Текст для чтения =
::::::::

Химеры — страница 54 из 60

Не лучше ль жертвою, а не злодеем быть?

(Василий Пушкин. 1806 год. Тут, правда, и опыт двоемыслия. Читатели понимали, что лучше – в смысле красивей – быть жертвой, но очень твердо знали, что гораздо, гораздо лучше – в смысле выгодней – быть именно хищником.)

Полагаю, впрочем, что под ястребом надо понимать мадам Пушкину, урожденную Вышеславцеву, с которой В. Л. только что развелся. А что касается читателей, вся эта словесность обращена была к одному-единственному – ну и к членам его семьи. По-русски читали Александр I (докладные записки, а также сочинения господина Карамзина) и Николай I, его приохотил к этой ненавистной забаве Пушкин, племянник предыдущего.

В 1806-м Николаю было десять лет. Мог бы про хищника и жертву и запомнить. Но не тут-то было. Его слишком часто секли.


Салтыков подозревал, что петербургская словесность кончается прямо при нем (ста лет, и то не получалось, от роду). Угадывал роковые признаки.

И знал, что говорил.

Словесность ведь как слон (хотя Фурье считает в нашем животном царстве почему-то жирафа иероглифом Истины: такой же беззащитный и бесполезный, видимо): отдельные, даже самые крупные, враги снаружи ей не страшны. Слон погибает, я читал, главным образом по внутренним своим причинам: истираются и выпадают зубы и нечем становится перемалывать необходимые три центнера листвы, ботвы. Ну или по причинам политическим-экономическим: зубы еще целы, зато по джунглям прошелся топор дровосека, листвы этой, ботвы ищи-свищи, на полста км вокруг – свежие пни, вырой хоботом себе между ними яму, укройся ухом.

Словесность же, как этих коренных зубов (не бивней разве?), перед смертью лишается необходимых слов.

– Были, знаете, слова, – говаривал разным литературным людям Салтыков накануне своей. – Ну, совесть, отечество, человечество… другие там еще… А теперь потрудитесь-ка их поискать!

::::::::

Записанные данные =

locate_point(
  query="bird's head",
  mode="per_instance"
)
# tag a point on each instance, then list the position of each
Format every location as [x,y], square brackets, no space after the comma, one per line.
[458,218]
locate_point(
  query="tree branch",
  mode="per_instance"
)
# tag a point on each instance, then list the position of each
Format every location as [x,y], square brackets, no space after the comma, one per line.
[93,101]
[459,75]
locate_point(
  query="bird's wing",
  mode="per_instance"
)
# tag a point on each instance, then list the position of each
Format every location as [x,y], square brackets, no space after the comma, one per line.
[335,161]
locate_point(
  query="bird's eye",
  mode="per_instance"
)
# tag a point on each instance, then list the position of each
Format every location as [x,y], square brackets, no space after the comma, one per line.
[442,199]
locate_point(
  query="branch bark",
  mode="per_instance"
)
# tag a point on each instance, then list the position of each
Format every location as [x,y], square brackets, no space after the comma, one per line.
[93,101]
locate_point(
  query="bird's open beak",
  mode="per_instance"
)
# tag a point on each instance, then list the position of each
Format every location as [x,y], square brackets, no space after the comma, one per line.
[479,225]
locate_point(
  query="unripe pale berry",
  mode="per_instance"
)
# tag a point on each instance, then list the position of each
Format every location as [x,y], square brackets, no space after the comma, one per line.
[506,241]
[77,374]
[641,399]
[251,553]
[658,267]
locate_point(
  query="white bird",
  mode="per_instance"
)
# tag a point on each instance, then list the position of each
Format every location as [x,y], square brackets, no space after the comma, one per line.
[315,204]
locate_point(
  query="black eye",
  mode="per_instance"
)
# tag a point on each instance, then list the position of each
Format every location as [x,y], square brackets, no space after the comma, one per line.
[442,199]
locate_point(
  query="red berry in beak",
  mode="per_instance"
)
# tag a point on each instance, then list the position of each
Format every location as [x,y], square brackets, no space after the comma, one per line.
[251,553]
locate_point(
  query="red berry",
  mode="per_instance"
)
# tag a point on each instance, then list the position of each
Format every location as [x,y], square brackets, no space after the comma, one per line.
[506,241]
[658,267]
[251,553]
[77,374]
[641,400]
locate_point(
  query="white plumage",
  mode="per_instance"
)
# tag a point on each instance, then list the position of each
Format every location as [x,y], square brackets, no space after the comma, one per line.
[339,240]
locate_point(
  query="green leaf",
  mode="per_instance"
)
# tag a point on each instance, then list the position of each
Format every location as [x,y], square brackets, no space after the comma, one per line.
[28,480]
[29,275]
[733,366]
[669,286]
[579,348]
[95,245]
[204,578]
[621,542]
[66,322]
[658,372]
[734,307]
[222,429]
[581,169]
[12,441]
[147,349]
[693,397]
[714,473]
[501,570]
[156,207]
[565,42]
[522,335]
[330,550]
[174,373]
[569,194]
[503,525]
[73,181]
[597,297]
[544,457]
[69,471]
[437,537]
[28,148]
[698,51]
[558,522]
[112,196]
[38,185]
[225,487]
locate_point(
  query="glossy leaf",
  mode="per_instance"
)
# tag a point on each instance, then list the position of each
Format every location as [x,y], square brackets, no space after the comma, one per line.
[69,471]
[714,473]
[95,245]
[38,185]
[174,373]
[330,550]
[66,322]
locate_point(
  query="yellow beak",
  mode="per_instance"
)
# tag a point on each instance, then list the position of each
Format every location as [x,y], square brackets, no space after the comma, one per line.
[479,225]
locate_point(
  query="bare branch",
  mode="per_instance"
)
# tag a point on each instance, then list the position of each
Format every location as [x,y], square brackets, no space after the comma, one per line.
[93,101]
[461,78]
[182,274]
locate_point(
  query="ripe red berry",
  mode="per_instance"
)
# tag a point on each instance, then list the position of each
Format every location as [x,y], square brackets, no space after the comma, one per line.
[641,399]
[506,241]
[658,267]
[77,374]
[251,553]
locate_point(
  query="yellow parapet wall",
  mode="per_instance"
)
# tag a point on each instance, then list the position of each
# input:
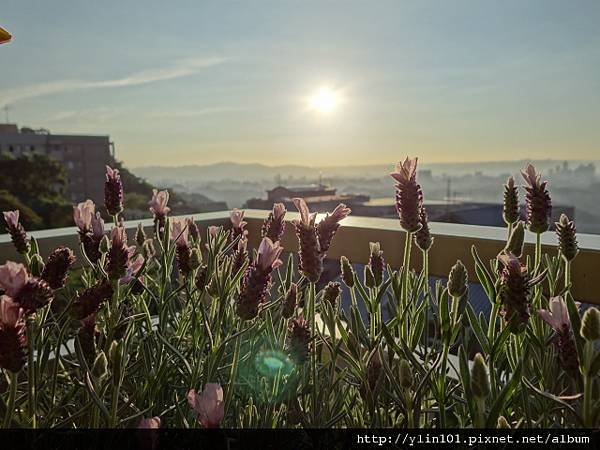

::::::::

Что сделать =
A: Соберите все строки, в которых есть слово «white». Учитывайте регистр букв.
B: Напишите продолжение текста о словесности, начав сразу после его последней фразы.

Ответы к заданиям =
A:
  query="white bird",
  query="white plumage",

B:
Что Правду съест свинья – сам же и предсказал, причем давно. Но в той его сказке Правда была еще не просто существительное, а существо (даже скорее сущность), означалась с прописной и отличалась от неправды… Как от свиньи, вот так и отличалась: не перепутаешь.

Потому что скажем прямо, не тратя времени, которого нет, на доказательства, – и злитесь сколько угодно: Истинной Правдой русской словесности (и, конечно, Салтыкова) был утопический и христианский (ну, не очень-то христианский: конструктор Вселенной – безусловно, Бог, а вот про его Сына – промолчим) социализм, ближе всего к французскому, попросту – к фурьеризму. Правдой-Истиной фурьеризма она и была жива. Не знаю, как в других европейских, а для русской это было точно так. Так уж получилось, хотите – верьте, хотите – нет. Может быть, потому, что там и была действительная Истина. (Что Шарль Фурье был настоящий Гений Человечества – вот они, слова-то, не так ли, М. Е.? – это не подлежит сомнению.)


А вообще – конечно, Салтыков ошибался; уж это известно, что краткосрочные прогнозы ни разу не сбылись в назначенное время. После Салтыкова был Чехов. И Бунин. И даже совсем потом – десятки замечательных артефактов (текстов).

Он поторопился, вышел недолет. Конец русской словесности настал только при нас. (По-моему – в этом июне.)

Но в точности как по писаному (им). Из живой речи выпали некоторые лексемы. Теперь справедливость, например, или милосердие, или свобода употребляются не иначе как в кавычках. И «счастье» осталось лишь на поздравительном глянце. Последним потеряло смысл, прямо на наших глазах, – слово «правда».

Мышка бежала, хвостиком махнула, словцо упало и разбилось, смысл вытек, осколки золоченой скорлупы растерлись в пыль. Взметаемую ветром.

Там, в овраге, во прахе, словесность и лежит. Интонация правды утрачена. Предложения опустели. Другая завелась игра.

А в той бывали минуты волшебные. Будущее русской литературы – ее прошлое: не нами сказано, и тоже довольно давно, и так и есть.

4

Чувствую по известным (мне) признакам: надо торопиться, надо как можно скорей и ближе к делу, не отвлекаясь. Но не филологию же пишу. И хочется в сторону, в сторону, жертвуя и концепцией, и композицией – чему? Не знаю сам.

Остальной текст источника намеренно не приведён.